Exercise prompt - Please collect and copy every line of the material below that contains the word "dish". Case counts, so skip lines where the word appears only with different capitalization.

++++ Given data

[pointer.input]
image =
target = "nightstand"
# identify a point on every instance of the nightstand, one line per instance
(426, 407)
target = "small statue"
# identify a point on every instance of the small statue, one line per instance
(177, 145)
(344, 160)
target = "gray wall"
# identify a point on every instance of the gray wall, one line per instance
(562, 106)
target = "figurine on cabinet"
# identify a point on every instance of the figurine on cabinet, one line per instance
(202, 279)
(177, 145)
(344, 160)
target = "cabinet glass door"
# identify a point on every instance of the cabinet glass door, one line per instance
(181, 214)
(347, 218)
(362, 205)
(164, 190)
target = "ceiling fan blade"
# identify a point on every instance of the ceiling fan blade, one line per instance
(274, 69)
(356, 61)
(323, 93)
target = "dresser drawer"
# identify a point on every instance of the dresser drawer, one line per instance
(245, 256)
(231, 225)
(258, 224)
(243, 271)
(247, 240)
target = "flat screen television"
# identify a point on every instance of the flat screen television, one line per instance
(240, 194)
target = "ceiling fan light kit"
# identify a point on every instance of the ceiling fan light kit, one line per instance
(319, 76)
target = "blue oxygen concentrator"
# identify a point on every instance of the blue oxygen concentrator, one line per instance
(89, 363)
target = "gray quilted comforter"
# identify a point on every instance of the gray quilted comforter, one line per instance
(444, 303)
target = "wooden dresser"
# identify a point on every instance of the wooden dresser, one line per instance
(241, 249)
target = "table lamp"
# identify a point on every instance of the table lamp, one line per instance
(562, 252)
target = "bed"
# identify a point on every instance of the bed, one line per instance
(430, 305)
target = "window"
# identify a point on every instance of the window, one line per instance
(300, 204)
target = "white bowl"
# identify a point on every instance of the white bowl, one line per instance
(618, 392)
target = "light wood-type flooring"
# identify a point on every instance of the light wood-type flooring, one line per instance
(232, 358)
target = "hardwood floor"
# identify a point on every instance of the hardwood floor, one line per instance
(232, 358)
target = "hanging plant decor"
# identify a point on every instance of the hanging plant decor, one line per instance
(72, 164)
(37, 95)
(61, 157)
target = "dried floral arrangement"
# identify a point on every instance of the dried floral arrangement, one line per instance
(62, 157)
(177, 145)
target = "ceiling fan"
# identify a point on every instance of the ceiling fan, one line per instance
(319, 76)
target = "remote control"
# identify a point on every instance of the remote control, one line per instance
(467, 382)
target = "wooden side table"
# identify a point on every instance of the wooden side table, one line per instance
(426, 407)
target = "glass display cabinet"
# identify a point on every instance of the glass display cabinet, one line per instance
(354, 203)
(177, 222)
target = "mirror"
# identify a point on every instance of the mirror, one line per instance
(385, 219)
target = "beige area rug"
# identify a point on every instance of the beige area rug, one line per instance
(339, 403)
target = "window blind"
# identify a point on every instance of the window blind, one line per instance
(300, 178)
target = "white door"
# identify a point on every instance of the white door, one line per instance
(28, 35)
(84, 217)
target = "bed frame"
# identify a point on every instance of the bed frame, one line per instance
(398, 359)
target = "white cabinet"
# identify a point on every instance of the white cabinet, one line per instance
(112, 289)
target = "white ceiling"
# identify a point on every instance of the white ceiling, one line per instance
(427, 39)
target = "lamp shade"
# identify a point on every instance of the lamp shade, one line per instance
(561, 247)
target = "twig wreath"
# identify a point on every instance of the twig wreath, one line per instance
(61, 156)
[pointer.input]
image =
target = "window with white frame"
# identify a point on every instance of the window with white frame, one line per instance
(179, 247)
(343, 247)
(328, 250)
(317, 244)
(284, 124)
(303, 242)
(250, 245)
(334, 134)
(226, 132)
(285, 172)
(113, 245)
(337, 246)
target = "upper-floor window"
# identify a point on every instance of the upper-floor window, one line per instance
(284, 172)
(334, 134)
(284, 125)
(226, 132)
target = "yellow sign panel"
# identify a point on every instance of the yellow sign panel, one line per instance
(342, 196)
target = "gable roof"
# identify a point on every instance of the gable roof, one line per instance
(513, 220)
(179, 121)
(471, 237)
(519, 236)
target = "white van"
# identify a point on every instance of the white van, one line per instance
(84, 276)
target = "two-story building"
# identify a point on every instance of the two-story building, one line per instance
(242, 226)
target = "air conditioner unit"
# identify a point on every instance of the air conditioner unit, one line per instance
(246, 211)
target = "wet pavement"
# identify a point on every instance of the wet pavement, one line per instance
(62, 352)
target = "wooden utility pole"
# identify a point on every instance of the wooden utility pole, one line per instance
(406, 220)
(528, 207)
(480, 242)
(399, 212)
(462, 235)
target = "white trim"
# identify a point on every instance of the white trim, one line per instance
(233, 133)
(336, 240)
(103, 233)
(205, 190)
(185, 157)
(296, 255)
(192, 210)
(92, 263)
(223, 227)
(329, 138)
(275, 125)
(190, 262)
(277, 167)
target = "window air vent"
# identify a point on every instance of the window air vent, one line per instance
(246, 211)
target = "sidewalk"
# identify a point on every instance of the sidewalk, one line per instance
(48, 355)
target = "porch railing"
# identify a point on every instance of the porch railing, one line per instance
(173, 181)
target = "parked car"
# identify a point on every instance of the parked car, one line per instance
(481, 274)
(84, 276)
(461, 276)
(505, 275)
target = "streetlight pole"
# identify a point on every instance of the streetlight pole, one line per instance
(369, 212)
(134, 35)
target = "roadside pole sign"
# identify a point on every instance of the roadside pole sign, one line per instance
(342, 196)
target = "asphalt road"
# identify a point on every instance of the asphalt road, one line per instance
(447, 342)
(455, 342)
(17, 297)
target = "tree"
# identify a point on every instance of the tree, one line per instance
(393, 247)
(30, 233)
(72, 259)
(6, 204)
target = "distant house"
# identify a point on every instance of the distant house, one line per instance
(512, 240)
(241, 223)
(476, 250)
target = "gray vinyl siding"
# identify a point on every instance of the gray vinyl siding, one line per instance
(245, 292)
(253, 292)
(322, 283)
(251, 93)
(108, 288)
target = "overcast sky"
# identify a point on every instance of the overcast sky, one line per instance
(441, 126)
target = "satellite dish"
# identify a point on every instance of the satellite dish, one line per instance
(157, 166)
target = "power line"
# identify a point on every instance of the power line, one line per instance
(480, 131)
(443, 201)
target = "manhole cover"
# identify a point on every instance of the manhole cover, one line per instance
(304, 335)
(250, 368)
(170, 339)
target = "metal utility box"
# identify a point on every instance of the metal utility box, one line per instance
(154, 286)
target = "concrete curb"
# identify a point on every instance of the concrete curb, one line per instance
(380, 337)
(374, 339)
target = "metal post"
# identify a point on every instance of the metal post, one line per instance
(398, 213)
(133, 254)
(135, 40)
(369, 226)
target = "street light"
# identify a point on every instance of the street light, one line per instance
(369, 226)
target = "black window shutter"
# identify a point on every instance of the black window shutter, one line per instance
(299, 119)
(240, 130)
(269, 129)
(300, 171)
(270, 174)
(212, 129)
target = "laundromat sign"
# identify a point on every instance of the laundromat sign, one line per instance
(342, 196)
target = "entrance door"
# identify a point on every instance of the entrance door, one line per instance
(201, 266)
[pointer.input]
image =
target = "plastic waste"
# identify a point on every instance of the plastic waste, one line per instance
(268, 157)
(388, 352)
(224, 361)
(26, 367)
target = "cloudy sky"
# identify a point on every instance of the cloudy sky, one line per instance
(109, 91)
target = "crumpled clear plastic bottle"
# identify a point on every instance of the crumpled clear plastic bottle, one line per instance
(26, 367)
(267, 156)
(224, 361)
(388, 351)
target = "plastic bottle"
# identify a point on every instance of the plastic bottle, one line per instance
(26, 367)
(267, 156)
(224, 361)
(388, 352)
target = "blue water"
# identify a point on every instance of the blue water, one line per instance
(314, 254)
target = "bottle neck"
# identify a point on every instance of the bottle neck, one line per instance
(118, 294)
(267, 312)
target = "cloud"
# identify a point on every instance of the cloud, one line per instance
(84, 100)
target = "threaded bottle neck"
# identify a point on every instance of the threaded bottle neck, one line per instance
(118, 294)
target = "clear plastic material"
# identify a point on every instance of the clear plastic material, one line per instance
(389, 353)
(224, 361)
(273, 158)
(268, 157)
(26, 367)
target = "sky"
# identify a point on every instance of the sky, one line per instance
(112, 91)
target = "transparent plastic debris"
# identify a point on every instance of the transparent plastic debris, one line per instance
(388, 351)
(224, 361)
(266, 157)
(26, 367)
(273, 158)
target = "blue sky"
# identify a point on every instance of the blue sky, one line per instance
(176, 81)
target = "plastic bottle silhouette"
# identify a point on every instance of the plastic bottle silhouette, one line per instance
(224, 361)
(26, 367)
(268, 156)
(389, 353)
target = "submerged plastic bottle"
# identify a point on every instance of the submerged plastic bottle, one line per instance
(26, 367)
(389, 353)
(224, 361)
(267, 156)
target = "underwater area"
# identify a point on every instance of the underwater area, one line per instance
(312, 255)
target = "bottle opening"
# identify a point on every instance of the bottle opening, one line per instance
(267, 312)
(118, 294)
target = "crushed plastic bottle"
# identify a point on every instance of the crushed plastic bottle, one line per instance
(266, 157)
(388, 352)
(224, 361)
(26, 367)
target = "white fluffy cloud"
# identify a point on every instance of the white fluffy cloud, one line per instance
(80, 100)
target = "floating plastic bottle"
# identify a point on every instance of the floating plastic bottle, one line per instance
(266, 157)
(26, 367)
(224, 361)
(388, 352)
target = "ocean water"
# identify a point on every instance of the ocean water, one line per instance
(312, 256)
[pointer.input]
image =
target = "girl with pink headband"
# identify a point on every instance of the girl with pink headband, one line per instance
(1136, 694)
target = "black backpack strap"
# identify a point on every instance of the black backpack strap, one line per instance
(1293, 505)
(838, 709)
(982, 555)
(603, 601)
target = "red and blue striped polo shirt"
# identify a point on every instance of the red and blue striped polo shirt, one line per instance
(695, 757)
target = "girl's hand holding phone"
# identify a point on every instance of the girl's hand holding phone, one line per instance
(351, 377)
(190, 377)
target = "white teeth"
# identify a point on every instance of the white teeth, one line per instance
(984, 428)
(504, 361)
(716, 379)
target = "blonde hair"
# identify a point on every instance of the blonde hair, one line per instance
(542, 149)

++++++++

Output for this exercise -
target = "satellite dish"
# identify a point on every instance of the satellite dish, one line per instance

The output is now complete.